• **Task brief**
Please arrange every line of the data below into a Markdown table with the columns Row and Line, skipping any blank lines. Leave the pictures out of your answer.

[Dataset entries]
+--
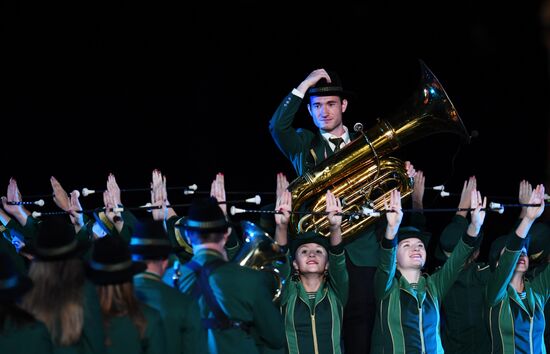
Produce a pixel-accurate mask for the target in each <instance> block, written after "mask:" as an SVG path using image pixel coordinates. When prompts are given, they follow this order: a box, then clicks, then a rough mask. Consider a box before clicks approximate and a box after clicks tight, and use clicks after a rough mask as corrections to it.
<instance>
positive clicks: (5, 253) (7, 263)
mask: <svg viewBox="0 0 550 354" xmlns="http://www.w3.org/2000/svg"><path fill="white" fill-rule="evenodd" d="M31 287H32V280H31V279H30V278H29V277H28V276H26V275H24V274H20V273H18V272H17V270H16V269H15V264H14V262H13V259H12V258H11V257H10V256H9V255H8V254H7V253H5V252H0V302H11V301H15V300H17V299H18V298H19V297H20V296H21V295H23V294H24V293H26V292H27V291H29V289H30V288H31Z"/></svg>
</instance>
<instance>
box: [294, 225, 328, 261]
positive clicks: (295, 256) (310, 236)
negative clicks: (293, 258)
mask: <svg viewBox="0 0 550 354" xmlns="http://www.w3.org/2000/svg"><path fill="white" fill-rule="evenodd" d="M307 243H316V244H318V245H320V246H322V247H323V248H324V249H325V250H326V251H327V252H328V251H329V247H330V244H329V240H328V237H325V236H323V235H321V234H319V233H317V232H315V231H306V232H304V233H299V234H297V235H296V238H294V239H292V241H291V243H290V250H291V251H290V252H291V257H292V258H295V257H296V251H297V250H298V248H300V246H302V245H305V244H307Z"/></svg>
+--
• **Task answer**
| Row | Line |
|---|---|
| 1 | Produce a pixel-accurate mask for the target in each <instance> block, written after "mask:" as an SVG path using image pixel coordinates. When prompts are given, they follow this order: a box, then clicks, then a rough mask. Consider a box before clicks approximate and a box after clicks tight, and use clicks after a rough mask as corrections to it. |
| 2 | <instance> |
| 3 | positive clicks: (5, 253) (7, 263) |
| 4 | mask: <svg viewBox="0 0 550 354" xmlns="http://www.w3.org/2000/svg"><path fill="white" fill-rule="evenodd" d="M31 287H32V280H31V279H30V278H29V277H28V276H26V275H24V274H20V273H18V272H17V270H16V269H15V264H14V262H13V259H12V258H11V257H10V256H9V255H8V254H7V253H5V252H0V302H11V301H15V300H17V299H18V298H19V297H20V296H21V295H23V294H24V293H26V292H27V291H29V289H30V288H31Z"/></svg> |
| 5 | </instance> |
| 6 | <instance> |
| 7 | box: [294, 225, 328, 261] |
| 8 | positive clicks: (295, 256) (310, 236) |
| 9 | negative clicks: (293, 258) |
| 10 | mask: <svg viewBox="0 0 550 354" xmlns="http://www.w3.org/2000/svg"><path fill="white" fill-rule="evenodd" d="M307 243H316V244H318V245H320V246H322V247H323V248H324V249H325V250H326V251H327V252H328V251H329V247H330V244H329V240H328V237H325V236H323V235H321V234H319V233H317V232H315V231H306V232H304V233H299V234H297V235H296V238H294V239H292V241H291V243H290V250H291V251H290V252H291V257H292V258H295V257H296V251H297V250H298V248H300V246H302V245H305V244H307Z"/></svg> |